-- START OF SUPPLIED MATERIAL --

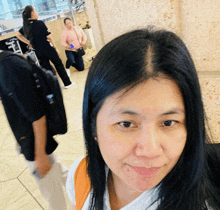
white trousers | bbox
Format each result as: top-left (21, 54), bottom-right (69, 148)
top-left (26, 153), bottom-right (68, 210)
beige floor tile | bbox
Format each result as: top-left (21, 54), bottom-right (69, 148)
top-left (56, 130), bottom-right (85, 154)
top-left (0, 179), bottom-right (42, 210)
top-left (57, 151), bottom-right (84, 169)
top-left (0, 127), bottom-right (11, 151)
top-left (0, 154), bottom-right (27, 182)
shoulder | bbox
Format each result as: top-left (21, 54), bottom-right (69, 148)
top-left (66, 156), bottom-right (85, 205)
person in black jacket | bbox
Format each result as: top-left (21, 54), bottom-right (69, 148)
top-left (16, 5), bottom-right (76, 88)
top-left (0, 52), bottom-right (67, 210)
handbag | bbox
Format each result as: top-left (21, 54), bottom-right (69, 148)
top-left (76, 47), bottom-right (85, 57)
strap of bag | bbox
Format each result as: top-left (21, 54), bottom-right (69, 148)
top-left (74, 157), bottom-right (91, 210)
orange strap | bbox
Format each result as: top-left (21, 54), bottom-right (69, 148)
top-left (74, 157), bottom-right (91, 210)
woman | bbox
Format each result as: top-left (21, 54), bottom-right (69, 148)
top-left (66, 28), bottom-right (220, 210)
top-left (17, 5), bottom-right (75, 88)
top-left (61, 18), bottom-right (87, 74)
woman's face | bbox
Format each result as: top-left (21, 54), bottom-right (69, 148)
top-left (65, 19), bottom-right (73, 30)
top-left (31, 8), bottom-right (38, 20)
top-left (97, 77), bottom-right (187, 192)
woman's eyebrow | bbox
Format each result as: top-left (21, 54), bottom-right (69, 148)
top-left (160, 107), bottom-right (185, 116)
top-left (109, 109), bottom-right (138, 116)
top-left (109, 107), bottom-right (185, 117)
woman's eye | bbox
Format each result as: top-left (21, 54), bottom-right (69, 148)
top-left (162, 120), bottom-right (177, 127)
top-left (118, 121), bottom-right (134, 128)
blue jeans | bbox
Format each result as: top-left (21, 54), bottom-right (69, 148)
top-left (65, 50), bottom-right (84, 71)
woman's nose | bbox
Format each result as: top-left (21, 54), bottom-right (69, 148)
top-left (135, 128), bottom-right (163, 158)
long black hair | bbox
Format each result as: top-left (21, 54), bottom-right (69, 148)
top-left (83, 27), bottom-right (219, 210)
top-left (22, 5), bottom-right (34, 46)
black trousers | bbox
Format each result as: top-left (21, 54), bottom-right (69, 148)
top-left (36, 47), bottom-right (71, 86)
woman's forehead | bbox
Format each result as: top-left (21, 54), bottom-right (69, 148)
top-left (100, 78), bottom-right (185, 114)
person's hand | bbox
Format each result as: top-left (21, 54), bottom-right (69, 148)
top-left (35, 154), bottom-right (52, 177)
top-left (55, 48), bottom-right (60, 56)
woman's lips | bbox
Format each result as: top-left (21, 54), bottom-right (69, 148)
top-left (132, 166), bottom-right (160, 176)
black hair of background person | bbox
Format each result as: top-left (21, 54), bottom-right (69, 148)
top-left (22, 5), bottom-right (34, 47)
top-left (0, 36), bottom-right (28, 53)
top-left (83, 27), bottom-right (220, 210)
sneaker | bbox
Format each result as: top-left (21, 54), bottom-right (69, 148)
top-left (66, 69), bottom-right (70, 77)
top-left (64, 82), bottom-right (76, 89)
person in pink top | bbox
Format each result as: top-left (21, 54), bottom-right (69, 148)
top-left (61, 17), bottom-right (87, 75)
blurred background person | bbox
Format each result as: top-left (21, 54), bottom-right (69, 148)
top-left (61, 17), bottom-right (87, 75)
top-left (16, 5), bottom-right (76, 88)
top-left (0, 52), bottom-right (67, 210)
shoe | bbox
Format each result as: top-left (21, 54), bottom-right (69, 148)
top-left (66, 69), bottom-right (70, 77)
top-left (64, 82), bottom-right (76, 89)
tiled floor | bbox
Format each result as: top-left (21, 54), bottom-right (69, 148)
top-left (0, 52), bottom-right (93, 210)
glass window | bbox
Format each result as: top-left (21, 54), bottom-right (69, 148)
top-left (0, 0), bottom-right (85, 36)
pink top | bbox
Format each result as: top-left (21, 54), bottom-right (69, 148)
top-left (61, 26), bottom-right (87, 51)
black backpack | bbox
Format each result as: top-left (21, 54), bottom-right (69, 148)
top-left (0, 51), bottom-right (67, 135)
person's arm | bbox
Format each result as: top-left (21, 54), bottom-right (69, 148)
top-left (81, 29), bottom-right (87, 46)
top-left (32, 116), bottom-right (52, 177)
top-left (61, 31), bottom-right (72, 50)
top-left (16, 31), bottom-right (32, 49)
top-left (47, 34), bottom-right (60, 56)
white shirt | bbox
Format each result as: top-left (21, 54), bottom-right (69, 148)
top-left (66, 157), bottom-right (159, 210)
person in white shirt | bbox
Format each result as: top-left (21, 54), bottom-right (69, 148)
top-left (66, 28), bottom-right (220, 210)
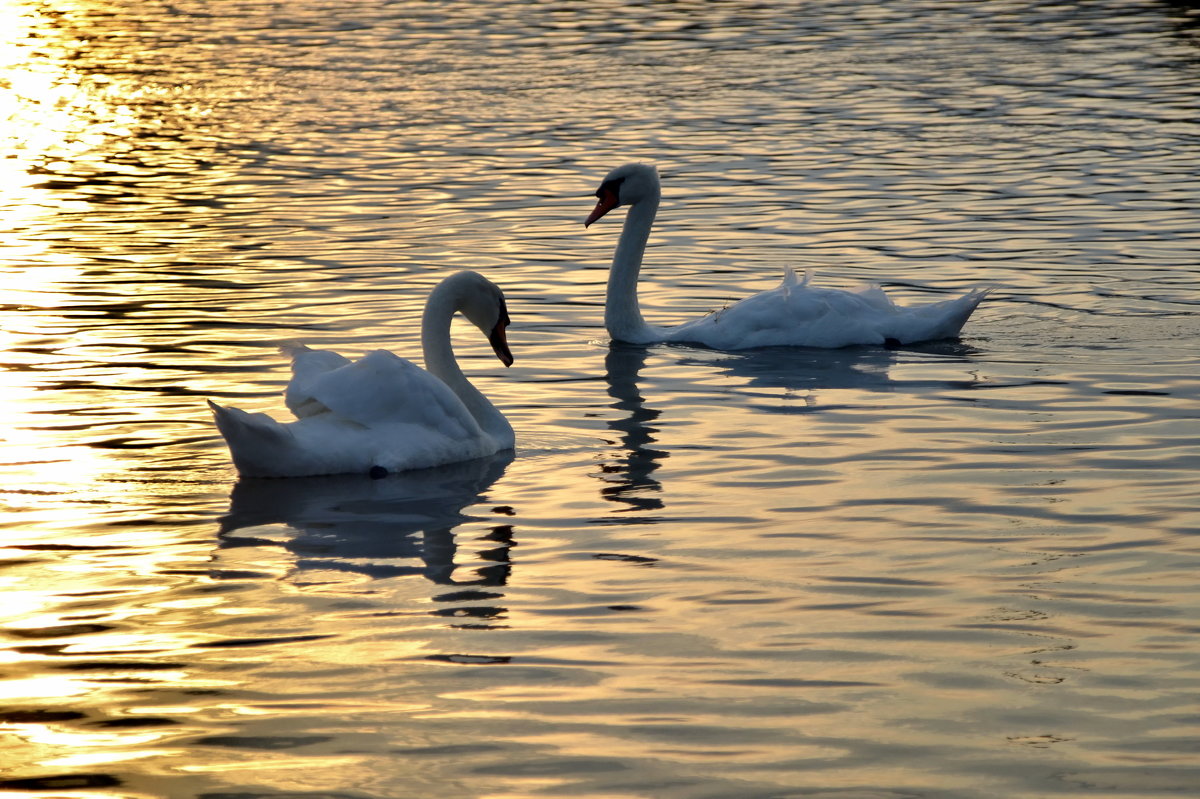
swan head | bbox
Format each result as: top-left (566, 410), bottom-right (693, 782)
top-left (446, 272), bottom-right (512, 366)
top-left (583, 163), bottom-right (659, 227)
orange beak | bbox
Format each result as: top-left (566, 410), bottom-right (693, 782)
top-left (583, 186), bottom-right (620, 227)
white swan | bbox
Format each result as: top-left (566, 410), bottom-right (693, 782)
top-left (209, 272), bottom-right (515, 477)
top-left (583, 163), bottom-right (988, 349)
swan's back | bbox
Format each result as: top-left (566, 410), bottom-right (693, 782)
top-left (667, 270), bottom-right (986, 349)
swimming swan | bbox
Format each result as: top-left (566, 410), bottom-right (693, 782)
top-left (209, 271), bottom-right (515, 477)
top-left (583, 163), bottom-right (988, 349)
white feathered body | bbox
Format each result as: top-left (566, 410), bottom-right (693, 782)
top-left (214, 349), bottom-right (514, 477)
top-left (209, 272), bottom-right (515, 477)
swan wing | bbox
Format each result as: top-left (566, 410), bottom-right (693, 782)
top-left (280, 344), bottom-right (350, 419)
top-left (288, 349), bottom-right (479, 439)
top-left (670, 268), bottom-right (986, 349)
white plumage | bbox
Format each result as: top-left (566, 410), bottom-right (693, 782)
top-left (584, 163), bottom-right (988, 349)
top-left (209, 272), bottom-right (515, 477)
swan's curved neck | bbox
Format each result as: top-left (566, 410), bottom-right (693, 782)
top-left (421, 283), bottom-right (514, 446)
top-left (604, 190), bottom-right (661, 344)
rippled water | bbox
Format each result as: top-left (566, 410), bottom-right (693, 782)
top-left (0, 0), bottom-right (1200, 799)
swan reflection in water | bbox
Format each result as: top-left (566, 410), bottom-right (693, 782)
top-left (598, 340), bottom-right (988, 506)
top-left (220, 451), bottom-right (514, 585)
top-left (600, 342), bottom-right (668, 515)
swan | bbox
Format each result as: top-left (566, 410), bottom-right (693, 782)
top-left (209, 271), bottom-right (515, 477)
top-left (583, 163), bottom-right (988, 349)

-- END OF SUPPLIED MATERIAL --

SET TASK. Please rename "bbox" to "bounding box" throughout all the lines above and write them out again with nothing else changed. Leave the pictures out.

WRITTEN RESPONSE.
white trousers | bounding box
Format each result as: top-left (21, 54), bottom-right (69, 148)
top-left (26, 153), bottom-right (68, 210)
beige floor tile | bounding box
Format each result as: top-left (21, 54), bottom-right (69, 148)
top-left (56, 130), bottom-right (85, 154)
top-left (0, 179), bottom-right (42, 210)
top-left (57, 151), bottom-right (84, 169)
top-left (0, 127), bottom-right (11, 151)
top-left (0, 154), bottom-right (27, 182)
shoulder | bounding box
Format each result as: top-left (21, 54), bottom-right (69, 148)
top-left (66, 156), bottom-right (85, 205)
person in black jacket | bounding box
Format each result as: top-left (21, 54), bottom-right (69, 148)
top-left (16, 5), bottom-right (76, 88)
top-left (0, 52), bottom-right (67, 210)
handbag | bounding box
Format each result as: top-left (21, 54), bottom-right (69, 148)
top-left (76, 47), bottom-right (85, 57)
strap of bag | bounding box
Format each result as: top-left (21, 54), bottom-right (69, 148)
top-left (74, 157), bottom-right (91, 210)
orange strap | bounding box
Format each result as: top-left (21, 54), bottom-right (69, 148)
top-left (74, 157), bottom-right (91, 210)
woman | bounding box
Format each result as: top-left (21, 54), bottom-right (69, 148)
top-left (66, 28), bottom-right (220, 210)
top-left (17, 5), bottom-right (75, 88)
top-left (61, 18), bottom-right (87, 74)
woman's face | bounding box
Format each result as: top-left (21, 54), bottom-right (69, 148)
top-left (65, 19), bottom-right (73, 30)
top-left (31, 8), bottom-right (38, 20)
top-left (97, 77), bottom-right (187, 192)
woman's eyebrow | bounding box
Format each result as: top-left (21, 54), bottom-right (69, 148)
top-left (160, 107), bottom-right (185, 116)
top-left (109, 109), bottom-right (138, 116)
top-left (109, 107), bottom-right (185, 117)
woman's eye | bounding box
Format each result as: top-left (21, 54), bottom-right (69, 148)
top-left (162, 120), bottom-right (177, 127)
top-left (118, 121), bottom-right (134, 128)
blue jeans | bounding box
Format each result as: top-left (21, 54), bottom-right (69, 148)
top-left (65, 50), bottom-right (84, 71)
woman's nose | bounding box
Format each result as: top-left (21, 54), bottom-right (69, 148)
top-left (135, 128), bottom-right (163, 158)
long black hair | bounding box
Format each result as: top-left (21, 54), bottom-right (69, 148)
top-left (83, 27), bottom-right (219, 210)
top-left (22, 5), bottom-right (34, 46)
black trousers | bounding box
Format each result as: top-left (21, 54), bottom-right (69, 148)
top-left (36, 47), bottom-right (71, 86)
woman's forehead | bounding box
Format each result as: top-left (21, 54), bottom-right (69, 148)
top-left (100, 78), bottom-right (185, 114)
person's hand | bounding box
Format each result as: top-left (21, 54), bottom-right (69, 148)
top-left (35, 154), bottom-right (52, 177)
top-left (55, 48), bottom-right (60, 56)
woman's lips | bounding box
Format each result as: top-left (21, 54), bottom-right (69, 148)
top-left (132, 166), bottom-right (160, 176)
black hair of background person | bounding box
Format each result as: top-left (21, 54), bottom-right (69, 148)
top-left (22, 5), bottom-right (34, 47)
top-left (0, 36), bottom-right (28, 53)
top-left (83, 27), bottom-right (220, 210)
sneaker | bounding box
Format each result as: top-left (21, 54), bottom-right (69, 148)
top-left (66, 69), bottom-right (70, 77)
top-left (64, 82), bottom-right (76, 89)
person in pink top | bounding box
Format each result as: top-left (21, 54), bottom-right (69, 148)
top-left (61, 17), bottom-right (87, 75)
blurred background person | bounding box
Format each result as: top-left (21, 54), bottom-right (69, 148)
top-left (61, 17), bottom-right (87, 75)
top-left (16, 5), bottom-right (76, 88)
top-left (0, 52), bottom-right (67, 210)
shoe | bounding box
Format each result as: top-left (21, 54), bottom-right (69, 148)
top-left (66, 69), bottom-right (70, 77)
top-left (64, 82), bottom-right (76, 89)
tiled floor | bounding box
Format each result as: top-left (21, 54), bottom-right (69, 148)
top-left (0, 52), bottom-right (93, 210)
glass window | bounding box
Format each result as: top-left (21, 54), bottom-right (69, 148)
top-left (0, 0), bottom-right (85, 36)
pink top | bounding box
Format each result as: top-left (21, 54), bottom-right (69, 148)
top-left (61, 26), bottom-right (87, 51)
black backpack | bounding box
Format each result as: top-left (21, 54), bottom-right (69, 148)
top-left (0, 51), bottom-right (67, 135)
person's arm | bounding box
Format each result as: top-left (21, 54), bottom-right (69, 148)
top-left (81, 29), bottom-right (87, 46)
top-left (32, 116), bottom-right (52, 177)
top-left (61, 31), bottom-right (72, 50)
top-left (16, 31), bottom-right (32, 49)
top-left (47, 34), bottom-right (60, 56)
white shirt | bounding box
Format each result as: top-left (21, 54), bottom-right (69, 148)
top-left (66, 157), bottom-right (159, 210)
person in white shirt | bounding box
Format each result as: top-left (21, 54), bottom-right (69, 148)
top-left (66, 28), bottom-right (220, 210)
swan head | bounding box
Format each result as: top-left (566, 410), bottom-right (693, 782)
top-left (446, 272), bottom-right (512, 366)
top-left (583, 163), bottom-right (659, 227)
orange beak | bounding box
Format each result as: top-left (566, 410), bottom-right (693, 782)
top-left (583, 186), bottom-right (620, 227)
white swan | bounding box
Format each result as: top-left (566, 410), bottom-right (693, 782)
top-left (209, 272), bottom-right (515, 477)
top-left (583, 163), bottom-right (988, 349)
swan's back | bounding box
Format each result as: top-left (566, 410), bottom-right (693, 782)
top-left (667, 270), bottom-right (986, 349)
swimming swan | bounding box
Format each result as: top-left (566, 410), bottom-right (693, 782)
top-left (209, 271), bottom-right (515, 477)
top-left (583, 163), bottom-right (988, 349)
white feathered body | bounding box
Format each result as: top-left (566, 410), bottom-right (693, 782)
top-left (214, 349), bottom-right (514, 477)
top-left (209, 272), bottom-right (515, 477)
swan wing | bounding box
Format each result as: top-left (566, 410), bottom-right (693, 782)
top-left (280, 344), bottom-right (350, 419)
top-left (288, 349), bottom-right (479, 439)
top-left (670, 268), bottom-right (986, 349)
white plumage | bounding box
Format each result as: top-left (566, 410), bottom-right (693, 782)
top-left (584, 163), bottom-right (988, 349)
top-left (209, 272), bottom-right (515, 477)
swan's curved neck | bounding box
Format each result as: top-left (566, 410), bottom-right (693, 782)
top-left (421, 283), bottom-right (514, 446)
top-left (604, 190), bottom-right (661, 344)
rippled water | bounding box
Format each result as: top-left (566, 410), bottom-right (693, 782)
top-left (0, 0), bottom-right (1200, 799)
swan reflection in water | bounding box
Format each result as: top-left (566, 410), bottom-right (693, 782)
top-left (598, 340), bottom-right (988, 506)
top-left (220, 451), bottom-right (514, 585)
top-left (600, 342), bottom-right (668, 515)
swan | bounding box
Format each result as: top-left (566, 410), bottom-right (693, 782)
top-left (209, 271), bottom-right (515, 477)
top-left (583, 163), bottom-right (988, 349)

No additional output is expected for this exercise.